Saturday, December 24, 2005

Scrubs

Back at the end of August, a friend of mine was visiting from California and brought his Scrubs season one DVD with him. He'd already watched the entire series in the span of a few weeks (when he decides he likes a show, he doesn't mess around), and he brought it with him to lend to another friend of mine who was a Scrubs fan but had never seen the first season. My other friend watched the DVD within a couple of weeks and gave it back to me, and it was just sitting on my TV, awaiting the next visit from its owner.

So, having heard from these two friends, as well as critics and others, how good the show is, I figured I might as well watch some of it while waiting to return the DVDs. After watching the first couple of episodes, I was fairly disappointed. It's a single-camera comedy that mixes in dramatic elements, so it's not meant to be as joke-oriented and laugh out loud funny as something like Seinfeld, but I found the humor sort of feeble a lot of the time. The peripheral characters, like the cruel janitor, the faux-nice chief of medicine Dr. Kelso and the super-sarcastic Dr. Cox, were more annoying than endearing to me, although I found the four main characters to be likeable and fairly well-rounded. If I had caught these initial episodes when they first aired, I doubt I would have made the effort to tune in every week to watch the show.

---

What you need to do: In the post about Scrubs, which show is named as an example of a comedy more joke-oriented and laugh-out-loud funny than Scrubs?

Dataset excerpts:
---

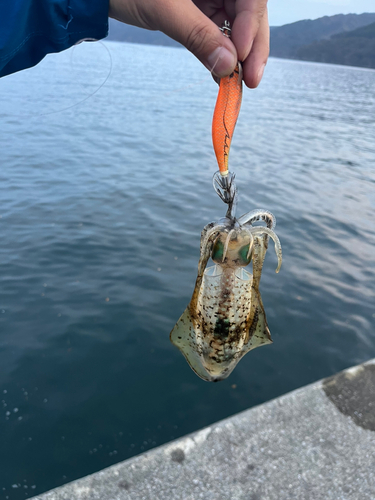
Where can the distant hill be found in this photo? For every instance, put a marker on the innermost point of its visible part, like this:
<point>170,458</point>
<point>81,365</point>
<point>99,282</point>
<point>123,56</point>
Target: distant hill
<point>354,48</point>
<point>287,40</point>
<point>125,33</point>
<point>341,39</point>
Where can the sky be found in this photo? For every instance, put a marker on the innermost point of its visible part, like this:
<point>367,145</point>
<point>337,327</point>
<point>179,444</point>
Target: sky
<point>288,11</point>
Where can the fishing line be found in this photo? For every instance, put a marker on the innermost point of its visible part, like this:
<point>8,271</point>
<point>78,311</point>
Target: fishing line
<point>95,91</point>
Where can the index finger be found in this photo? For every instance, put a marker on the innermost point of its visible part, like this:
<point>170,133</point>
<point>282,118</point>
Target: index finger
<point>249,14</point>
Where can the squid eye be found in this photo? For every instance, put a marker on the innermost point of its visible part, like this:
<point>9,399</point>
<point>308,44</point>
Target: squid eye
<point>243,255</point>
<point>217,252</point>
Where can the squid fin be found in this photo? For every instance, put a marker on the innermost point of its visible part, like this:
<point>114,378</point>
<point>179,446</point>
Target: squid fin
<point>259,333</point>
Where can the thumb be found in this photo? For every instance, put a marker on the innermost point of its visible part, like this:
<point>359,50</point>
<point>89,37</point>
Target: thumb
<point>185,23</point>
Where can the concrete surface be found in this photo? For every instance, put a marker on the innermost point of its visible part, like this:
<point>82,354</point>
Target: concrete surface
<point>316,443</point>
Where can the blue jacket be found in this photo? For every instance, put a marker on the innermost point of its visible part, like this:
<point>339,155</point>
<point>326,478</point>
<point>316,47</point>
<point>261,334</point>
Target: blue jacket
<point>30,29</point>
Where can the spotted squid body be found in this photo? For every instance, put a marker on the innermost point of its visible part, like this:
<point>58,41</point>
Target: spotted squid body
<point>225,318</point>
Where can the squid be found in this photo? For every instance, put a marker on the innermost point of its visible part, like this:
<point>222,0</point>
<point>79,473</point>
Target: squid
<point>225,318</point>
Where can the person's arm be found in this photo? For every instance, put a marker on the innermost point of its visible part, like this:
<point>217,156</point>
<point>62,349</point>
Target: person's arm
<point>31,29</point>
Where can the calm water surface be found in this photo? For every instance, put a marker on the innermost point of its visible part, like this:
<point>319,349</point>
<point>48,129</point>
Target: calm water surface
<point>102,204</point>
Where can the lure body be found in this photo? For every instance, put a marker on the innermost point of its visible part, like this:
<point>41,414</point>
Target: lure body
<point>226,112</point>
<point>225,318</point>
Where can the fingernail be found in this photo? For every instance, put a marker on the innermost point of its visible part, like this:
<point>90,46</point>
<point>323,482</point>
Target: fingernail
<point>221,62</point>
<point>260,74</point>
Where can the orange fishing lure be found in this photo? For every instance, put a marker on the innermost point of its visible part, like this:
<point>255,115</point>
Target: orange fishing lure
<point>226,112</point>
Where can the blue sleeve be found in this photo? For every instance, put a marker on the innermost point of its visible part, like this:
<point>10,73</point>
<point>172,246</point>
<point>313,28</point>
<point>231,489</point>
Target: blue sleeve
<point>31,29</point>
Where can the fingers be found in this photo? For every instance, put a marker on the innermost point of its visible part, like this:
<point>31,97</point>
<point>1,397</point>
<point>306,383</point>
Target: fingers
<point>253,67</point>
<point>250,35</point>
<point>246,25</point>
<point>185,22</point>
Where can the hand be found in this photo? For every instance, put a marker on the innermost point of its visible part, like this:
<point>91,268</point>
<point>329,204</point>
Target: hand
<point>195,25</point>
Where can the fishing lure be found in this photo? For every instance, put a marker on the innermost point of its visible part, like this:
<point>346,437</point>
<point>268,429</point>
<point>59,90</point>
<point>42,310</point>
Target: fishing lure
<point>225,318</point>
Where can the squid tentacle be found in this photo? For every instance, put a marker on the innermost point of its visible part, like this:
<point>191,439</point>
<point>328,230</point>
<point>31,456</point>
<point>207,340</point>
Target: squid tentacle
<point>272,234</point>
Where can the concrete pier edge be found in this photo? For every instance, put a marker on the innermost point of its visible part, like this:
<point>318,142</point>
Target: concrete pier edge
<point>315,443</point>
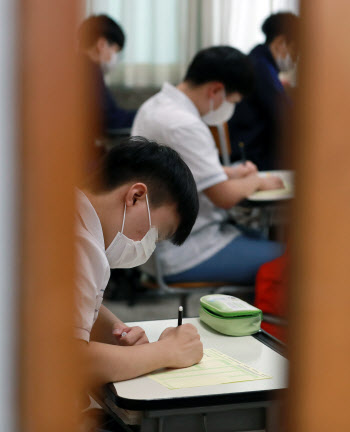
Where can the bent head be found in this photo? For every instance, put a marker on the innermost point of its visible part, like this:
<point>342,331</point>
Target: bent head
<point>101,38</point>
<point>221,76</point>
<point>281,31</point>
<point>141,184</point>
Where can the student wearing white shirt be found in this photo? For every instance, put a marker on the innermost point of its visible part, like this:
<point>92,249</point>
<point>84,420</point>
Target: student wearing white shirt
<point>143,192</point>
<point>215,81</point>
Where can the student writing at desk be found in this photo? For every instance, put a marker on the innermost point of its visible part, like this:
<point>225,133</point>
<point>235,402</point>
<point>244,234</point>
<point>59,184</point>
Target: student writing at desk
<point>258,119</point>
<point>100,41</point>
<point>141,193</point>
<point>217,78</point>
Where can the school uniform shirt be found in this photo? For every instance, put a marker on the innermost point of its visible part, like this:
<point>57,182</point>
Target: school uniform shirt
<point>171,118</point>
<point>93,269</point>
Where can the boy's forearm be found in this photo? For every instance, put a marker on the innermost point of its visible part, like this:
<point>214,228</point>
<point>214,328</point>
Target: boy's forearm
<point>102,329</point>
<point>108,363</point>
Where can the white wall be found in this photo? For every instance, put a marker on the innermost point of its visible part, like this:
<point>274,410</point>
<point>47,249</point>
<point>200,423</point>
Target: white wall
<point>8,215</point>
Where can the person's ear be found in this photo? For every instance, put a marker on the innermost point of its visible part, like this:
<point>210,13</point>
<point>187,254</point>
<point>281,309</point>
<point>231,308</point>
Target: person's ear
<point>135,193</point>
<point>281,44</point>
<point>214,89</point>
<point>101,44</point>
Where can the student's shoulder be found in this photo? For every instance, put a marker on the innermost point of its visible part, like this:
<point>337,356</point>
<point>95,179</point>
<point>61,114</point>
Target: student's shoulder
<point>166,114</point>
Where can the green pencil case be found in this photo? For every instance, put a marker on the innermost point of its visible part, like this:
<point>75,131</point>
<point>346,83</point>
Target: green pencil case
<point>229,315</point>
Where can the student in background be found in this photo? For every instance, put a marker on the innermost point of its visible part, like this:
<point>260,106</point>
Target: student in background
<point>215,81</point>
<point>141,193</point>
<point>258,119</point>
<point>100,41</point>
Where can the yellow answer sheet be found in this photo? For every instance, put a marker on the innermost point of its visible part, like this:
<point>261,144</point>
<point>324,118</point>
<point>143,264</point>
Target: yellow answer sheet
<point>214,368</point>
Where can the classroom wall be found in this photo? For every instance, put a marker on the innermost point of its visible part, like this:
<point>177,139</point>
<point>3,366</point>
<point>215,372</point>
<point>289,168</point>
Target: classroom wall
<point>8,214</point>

---

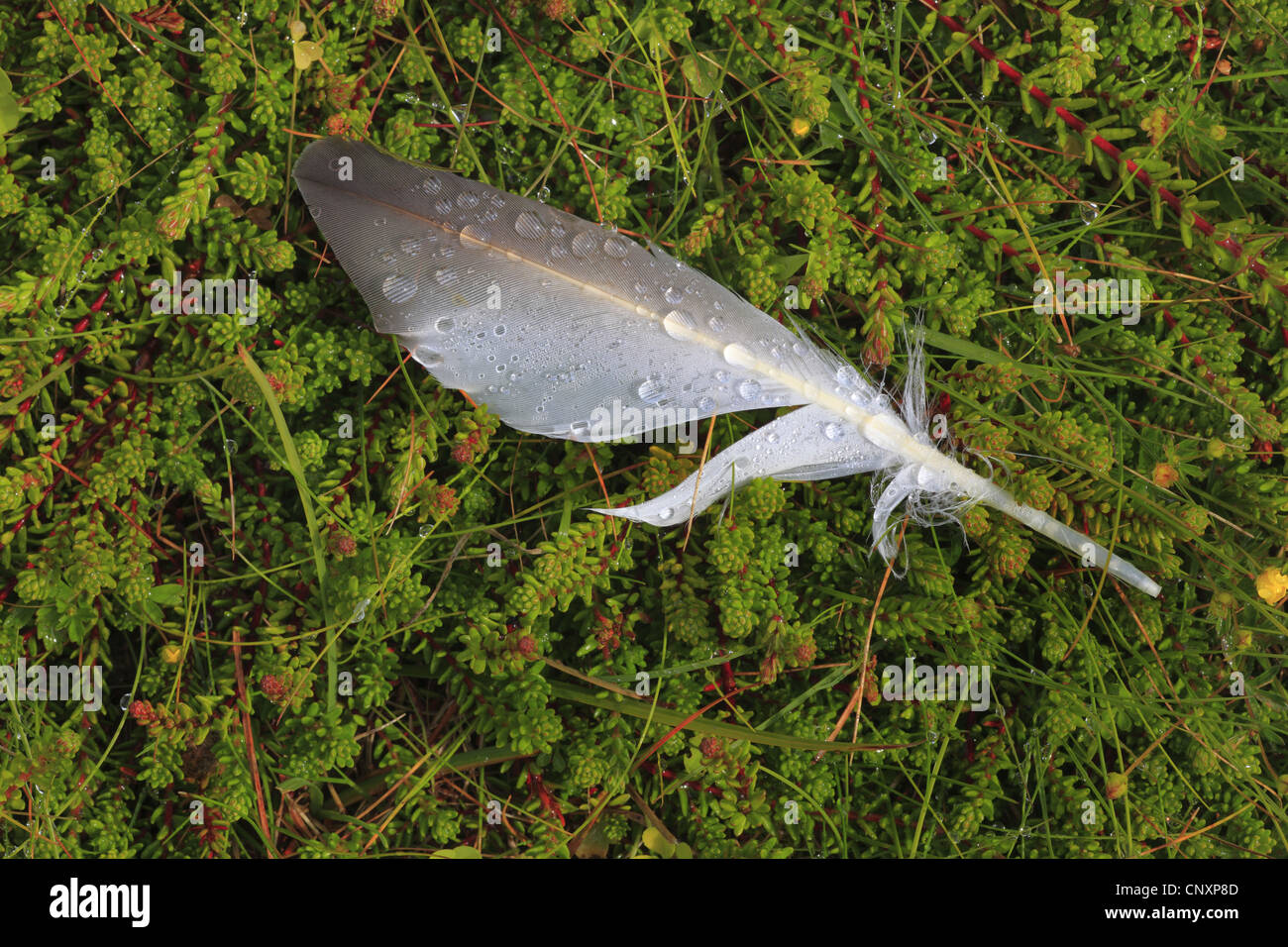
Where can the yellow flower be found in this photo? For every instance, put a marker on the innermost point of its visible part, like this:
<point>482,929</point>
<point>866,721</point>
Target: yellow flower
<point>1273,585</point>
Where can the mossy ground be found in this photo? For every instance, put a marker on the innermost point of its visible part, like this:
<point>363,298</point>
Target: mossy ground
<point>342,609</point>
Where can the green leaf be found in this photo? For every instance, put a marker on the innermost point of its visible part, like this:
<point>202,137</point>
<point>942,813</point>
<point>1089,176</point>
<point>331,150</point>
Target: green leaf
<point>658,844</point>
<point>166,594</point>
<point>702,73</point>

---

Worked solution: Seinfeld